> _WHAT YOU ARE ASKED TO DO_
Copy the records below line for line, leaving out the pictures.

┌─ DATA LISTING

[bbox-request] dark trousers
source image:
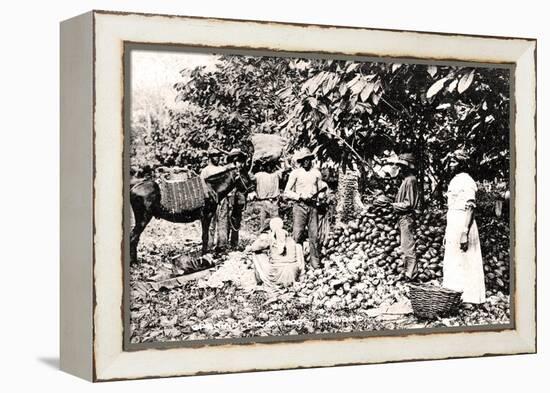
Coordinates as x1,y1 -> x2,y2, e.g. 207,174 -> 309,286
399,215 -> 416,278
229,205 -> 243,249
258,200 -> 279,233
292,202 -> 321,269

└─

> _SOLUTION TO THIS EXERCISE_
[bbox-request] dark trousers
source image:
Coordinates as x1,y1 -> x2,y2, e.g. 207,174 -> 309,286
399,215 -> 416,278
229,205 -> 243,249
258,200 -> 279,233
292,202 -> 321,269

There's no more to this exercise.